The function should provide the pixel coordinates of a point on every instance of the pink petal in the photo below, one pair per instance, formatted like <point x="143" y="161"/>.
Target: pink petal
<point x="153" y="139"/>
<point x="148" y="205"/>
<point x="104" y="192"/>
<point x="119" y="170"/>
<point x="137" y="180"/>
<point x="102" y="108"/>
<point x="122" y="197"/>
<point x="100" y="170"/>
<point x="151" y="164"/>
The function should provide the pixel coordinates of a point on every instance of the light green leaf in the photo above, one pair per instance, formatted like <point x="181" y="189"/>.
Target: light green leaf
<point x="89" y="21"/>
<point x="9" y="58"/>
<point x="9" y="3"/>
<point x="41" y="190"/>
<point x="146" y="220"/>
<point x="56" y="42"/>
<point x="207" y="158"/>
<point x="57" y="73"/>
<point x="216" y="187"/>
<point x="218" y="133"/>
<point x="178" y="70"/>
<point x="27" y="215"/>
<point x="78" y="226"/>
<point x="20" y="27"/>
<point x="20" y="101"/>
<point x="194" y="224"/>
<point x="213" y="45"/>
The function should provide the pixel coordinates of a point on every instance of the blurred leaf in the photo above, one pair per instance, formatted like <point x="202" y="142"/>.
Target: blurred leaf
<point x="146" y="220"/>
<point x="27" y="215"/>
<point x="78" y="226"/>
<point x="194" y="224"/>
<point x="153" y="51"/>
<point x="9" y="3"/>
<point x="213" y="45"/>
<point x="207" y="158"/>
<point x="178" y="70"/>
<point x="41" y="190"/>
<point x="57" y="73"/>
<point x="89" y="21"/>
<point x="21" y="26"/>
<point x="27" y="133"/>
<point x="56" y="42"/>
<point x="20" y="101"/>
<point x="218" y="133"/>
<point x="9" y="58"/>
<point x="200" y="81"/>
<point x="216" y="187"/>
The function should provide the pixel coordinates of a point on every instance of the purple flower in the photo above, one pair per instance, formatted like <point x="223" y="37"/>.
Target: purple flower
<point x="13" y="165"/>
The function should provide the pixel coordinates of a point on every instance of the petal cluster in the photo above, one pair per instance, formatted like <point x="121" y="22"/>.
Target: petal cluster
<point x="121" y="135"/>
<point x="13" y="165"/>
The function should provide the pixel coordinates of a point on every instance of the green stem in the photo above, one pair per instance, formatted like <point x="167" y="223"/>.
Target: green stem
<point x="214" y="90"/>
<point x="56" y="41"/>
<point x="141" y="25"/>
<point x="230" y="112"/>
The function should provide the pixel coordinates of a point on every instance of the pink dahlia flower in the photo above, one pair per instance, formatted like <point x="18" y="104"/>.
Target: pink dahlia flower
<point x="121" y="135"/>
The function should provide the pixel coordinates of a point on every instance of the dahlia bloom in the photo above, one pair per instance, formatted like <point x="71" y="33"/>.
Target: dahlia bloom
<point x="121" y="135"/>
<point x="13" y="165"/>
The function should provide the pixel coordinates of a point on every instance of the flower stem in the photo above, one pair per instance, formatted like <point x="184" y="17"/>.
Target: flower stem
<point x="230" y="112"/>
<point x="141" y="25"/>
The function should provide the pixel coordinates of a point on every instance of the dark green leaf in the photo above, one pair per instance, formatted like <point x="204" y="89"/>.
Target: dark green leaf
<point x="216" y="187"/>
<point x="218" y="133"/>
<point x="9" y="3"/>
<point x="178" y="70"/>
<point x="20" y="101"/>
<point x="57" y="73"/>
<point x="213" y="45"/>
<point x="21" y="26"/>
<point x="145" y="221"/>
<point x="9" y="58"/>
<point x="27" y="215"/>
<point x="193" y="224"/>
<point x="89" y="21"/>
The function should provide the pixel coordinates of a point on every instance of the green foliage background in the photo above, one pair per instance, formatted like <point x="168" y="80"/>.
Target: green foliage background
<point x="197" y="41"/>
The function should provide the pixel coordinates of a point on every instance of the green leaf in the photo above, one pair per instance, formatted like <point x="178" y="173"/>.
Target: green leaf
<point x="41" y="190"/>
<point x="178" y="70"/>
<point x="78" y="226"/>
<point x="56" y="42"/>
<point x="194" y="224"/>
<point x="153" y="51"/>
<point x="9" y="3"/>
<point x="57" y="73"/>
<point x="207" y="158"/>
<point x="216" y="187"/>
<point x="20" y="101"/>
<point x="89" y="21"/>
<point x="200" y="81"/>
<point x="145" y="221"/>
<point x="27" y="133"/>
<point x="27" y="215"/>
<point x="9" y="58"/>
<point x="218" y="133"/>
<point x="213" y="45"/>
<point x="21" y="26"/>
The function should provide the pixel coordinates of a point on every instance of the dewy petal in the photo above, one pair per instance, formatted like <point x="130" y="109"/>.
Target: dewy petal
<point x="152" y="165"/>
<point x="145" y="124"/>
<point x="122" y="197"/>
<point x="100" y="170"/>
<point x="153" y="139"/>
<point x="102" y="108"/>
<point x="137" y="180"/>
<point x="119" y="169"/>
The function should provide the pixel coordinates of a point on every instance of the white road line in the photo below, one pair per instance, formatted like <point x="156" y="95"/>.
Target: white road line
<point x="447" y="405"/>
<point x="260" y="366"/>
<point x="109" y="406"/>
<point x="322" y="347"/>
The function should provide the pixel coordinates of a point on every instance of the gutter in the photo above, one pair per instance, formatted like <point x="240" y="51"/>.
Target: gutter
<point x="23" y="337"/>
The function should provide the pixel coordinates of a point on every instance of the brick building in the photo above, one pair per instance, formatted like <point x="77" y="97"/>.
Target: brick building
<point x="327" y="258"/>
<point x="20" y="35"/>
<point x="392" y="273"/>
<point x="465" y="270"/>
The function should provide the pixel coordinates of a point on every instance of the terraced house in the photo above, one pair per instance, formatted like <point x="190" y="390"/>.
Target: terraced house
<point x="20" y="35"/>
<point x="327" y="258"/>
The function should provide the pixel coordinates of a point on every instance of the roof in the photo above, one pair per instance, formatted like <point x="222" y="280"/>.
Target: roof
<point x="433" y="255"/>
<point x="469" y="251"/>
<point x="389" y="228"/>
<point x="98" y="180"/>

§

# [Directions for this task]
Give back exactly the lines from the first line of the records through the line holding "of the petal", including both of those lines and leaving out all others.

# [Answer to the problem]
The function should provide the pixel coordinates of a point on every instance of the pink petal in the photo below, one pair per instance, formatted like <point x="143" y="161"/>.
Target: pink petal
<point x="153" y="139"/>
<point x="148" y="205"/>
<point x="104" y="192"/>
<point x="119" y="170"/>
<point x="137" y="180"/>
<point x="102" y="108"/>
<point x="122" y="197"/>
<point x="100" y="170"/>
<point x="151" y="164"/>
The function should provide the pixel coordinates of a point on every instance of the light green leaf in the photo above, one pair per instance, formatted like <point x="181" y="189"/>.
Target: light green leaf
<point x="89" y="21"/>
<point x="9" y="58"/>
<point x="9" y="3"/>
<point x="41" y="190"/>
<point x="146" y="220"/>
<point x="56" y="42"/>
<point x="207" y="158"/>
<point x="57" y="73"/>
<point x="216" y="187"/>
<point x="218" y="133"/>
<point x="178" y="70"/>
<point x="27" y="215"/>
<point x="78" y="226"/>
<point x="20" y="27"/>
<point x="20" y="101"/>
<point x="194" y="224"/>
<point x="213" y="45"/>
The function should provide the pixel coordinates of a point on every instance of the blurred leaf in the photo above, one pair per instance, formatted like <point x="202" y="142"/>.
Target: blurred leaf
<point x="146" y="220"/>
<point x="27" y="215"/>
<point x="78" y="226"/>
<point x="194" y="224"/>
<point x="153" y="51"/>
<point x="9" y="3"/>
<point x="213" y="45"/>
<point x="207" y="158"/>
<point x="178" y="70"/>
<point x="41" y="190"/>
<point x="57" y="73"/>
<point x="89" y="21"/>
<point x="21" y="26"/>
<point x="27" y="133"/>
<point x="56" y="42"/>
<point x="20" y="101"/>
<point x="218" y="133"/>
<point x="9" y="58"/>
<point x="200" y="81"/>
<point x="216" y="187"/>
The function should provide the pixel coordinates of a point on every instance of the purple flower in the photo above, one pair per instance, formatted like <point x="223" y="37"/>.
Target: purple flower
<point x="13" y="165"/>
The function should provide the pixel coordinates of a point on every instance of the petal cluster in the photo above, one pair per instance, formatted like <point x="121" y="22"/>.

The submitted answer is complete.